=== TASK STATEMENT ===
For each entry below, write an exact copy and leave out the images.

------------------------------------------------

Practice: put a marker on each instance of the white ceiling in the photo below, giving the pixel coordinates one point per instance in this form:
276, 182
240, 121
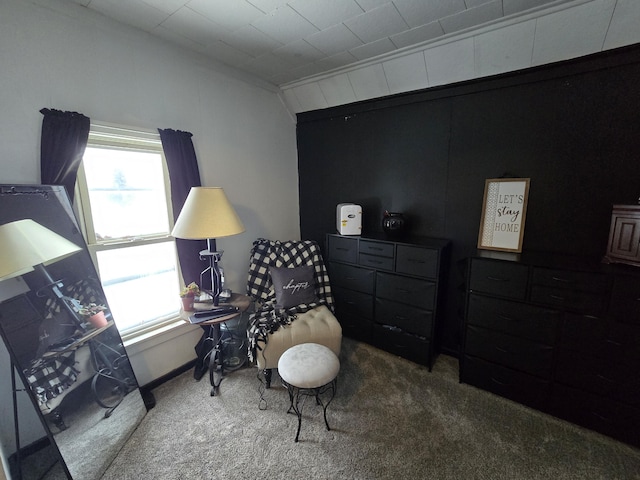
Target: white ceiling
282, 41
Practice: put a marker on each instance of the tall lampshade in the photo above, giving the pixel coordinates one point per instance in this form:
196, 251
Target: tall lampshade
25, 244
207, 214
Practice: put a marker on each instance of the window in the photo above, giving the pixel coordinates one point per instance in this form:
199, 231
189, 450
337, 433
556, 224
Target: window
125, 203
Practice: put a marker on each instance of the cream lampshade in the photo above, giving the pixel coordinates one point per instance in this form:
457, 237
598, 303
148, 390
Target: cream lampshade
207, 214
25, 244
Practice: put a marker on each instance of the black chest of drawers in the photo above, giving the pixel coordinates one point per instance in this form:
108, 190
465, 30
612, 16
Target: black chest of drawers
388, 293
557, 334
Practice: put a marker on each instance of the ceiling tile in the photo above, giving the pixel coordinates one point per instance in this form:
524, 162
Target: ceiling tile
337, 90
267, 65
451, 62
325, 13
250, 40
227, 54
516, 6
194, 26
472, 17
299, 53
231, 15
624, 24
375, 24
285, 25
371, 4
336, 61
166, 6
418, 35
369, 82
373, 49
181, 40
504, 50
268, 6
334, 40
406, 73
133, 12
419, 12
572, 33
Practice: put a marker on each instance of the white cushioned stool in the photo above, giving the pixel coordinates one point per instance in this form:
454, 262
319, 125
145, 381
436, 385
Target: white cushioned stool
309, 369
317, 325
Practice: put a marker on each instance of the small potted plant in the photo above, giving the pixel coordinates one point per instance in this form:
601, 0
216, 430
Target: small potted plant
94, 313
188, 295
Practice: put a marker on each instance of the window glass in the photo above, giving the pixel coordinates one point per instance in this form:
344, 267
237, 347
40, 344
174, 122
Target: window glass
123, 197
126, 193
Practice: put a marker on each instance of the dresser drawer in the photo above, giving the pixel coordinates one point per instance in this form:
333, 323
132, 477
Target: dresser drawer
598, 413
420, 293
504, 279
354, 278
625, 299
356, 327
350, 302
397, 342
571, 280
380, 249
578, 301
598, 376
506, 382
517, 353
421, 262
343, 249
409, 319
518, 319
372, 261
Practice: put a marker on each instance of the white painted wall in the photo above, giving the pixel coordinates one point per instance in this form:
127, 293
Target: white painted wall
548, 35
60, 55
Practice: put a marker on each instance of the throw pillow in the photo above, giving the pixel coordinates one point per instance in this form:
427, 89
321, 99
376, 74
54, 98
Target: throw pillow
293, 286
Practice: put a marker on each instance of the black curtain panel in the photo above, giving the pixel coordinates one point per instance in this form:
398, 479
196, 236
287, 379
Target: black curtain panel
184, 174
63, 142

------------------------------------------------

=== TASK RESPONSE ===
Practice: put a marker on each instance of the white ceiling in the photo below, giving the pixel coordinates one point per instance in this form:
276, 182
240, 121
Target: white ceiling
282, 41
Practice: put a marker on each instance of the tall lampshade in the photo above, giving the pixel coordinates one point per instance in this form:
196, 251
Target: tall lampshade
25, 244
207, 214
Practice: put a marker on each instance of the window in the photo above, giving the pixel coordinates one point per instance in this form:
199, 231
189, 450
337, 433
556, 224
Target: window
125, 203
Practice: put a marker on each instance of the cream lampshade in the photo above, giving the pixel coordinates one point per instance in this form:
457, 237
598, 303
148, 390
Target: cream lampshade
207, 214
25, 244
Practice: put a marker on each instance of the black chest of drawers in the photo above, giving the pixel coordinates one point per instance in this form:
108, 190
465, 30
612, 16
Target: black chest of drawers
388, 293
557, 334
Practice: put a marker on each instance of the ceiling tile in the photo above, giving the pixel coordinates one point per instance in this form:
524, 162
Target: ceiling tile
337, 90
267, 65
451, 62
325, 13
250, 40
227, 54
516, 6
194, 26
472, 17
299, 53
231, 15
624, 24
375, 24
285, 25
371, 4
336, 61
166, 6
418, 35
369, 82
373, 49
181, 40
504, 50
268, 6
334, 40
406, 73
133, 12
419, 12
572, 33
Practice: put a marker on each instance of the white cushioned stool in the photo above, giving the pixel coordinates one point per instance in this form:
454, 262
319, 125
145, 381
436, 385
Target: white cushioned stool
309, 369
317, 325
Practice: put a marker on each instance of the small potted plant in the photo above, giving the pixel coordinates one point per instance in this form:
601, 0
216, 430
Target: small potted plant
94, 313
188, 295
Practice: put a marker on each instance of the window glass in the photo above, giving the pixel coordinates one point per instance in this form:
344, 267
237, 347
40, 344
174, 122
Target: window glass
123, 197
126, 193
Practice: put a marker on each instance of the dresser drawer in the photo above, giving the pixel coordinates one point per instance in this form:
333, 323
132, 477
Target: dresser drawer
598, 413
420, 293
504, 279
354, 278
625, 299
356, 327
350, 302
397, 342
571, 280
380, 249
578, 301
598, 376
506, 382
517, 353
421, 262
343, 249
409, 319
518, 319
372, 261
Practice: put a marker on each instance of the white painted wall in the photo above, giving the pixel coordinates one point per instance in this form:
127, 293
Target: white painted wall
548, 35
60, 55
Practice: put a marker on each instance of the throw pillow in the photo above, giving the pixel coordinates one point per instance in this form:
427, 89
321, 99
376, 74
54, 98
Target: throw pillow
293, 286
Practice: put a marker on each instance of the black curtain panel in the photo above, giving the pixel coordinates one point per instance in this form:
398, 479
196, 236
287, 379
Target: black curtain panel
184, 174
63, 142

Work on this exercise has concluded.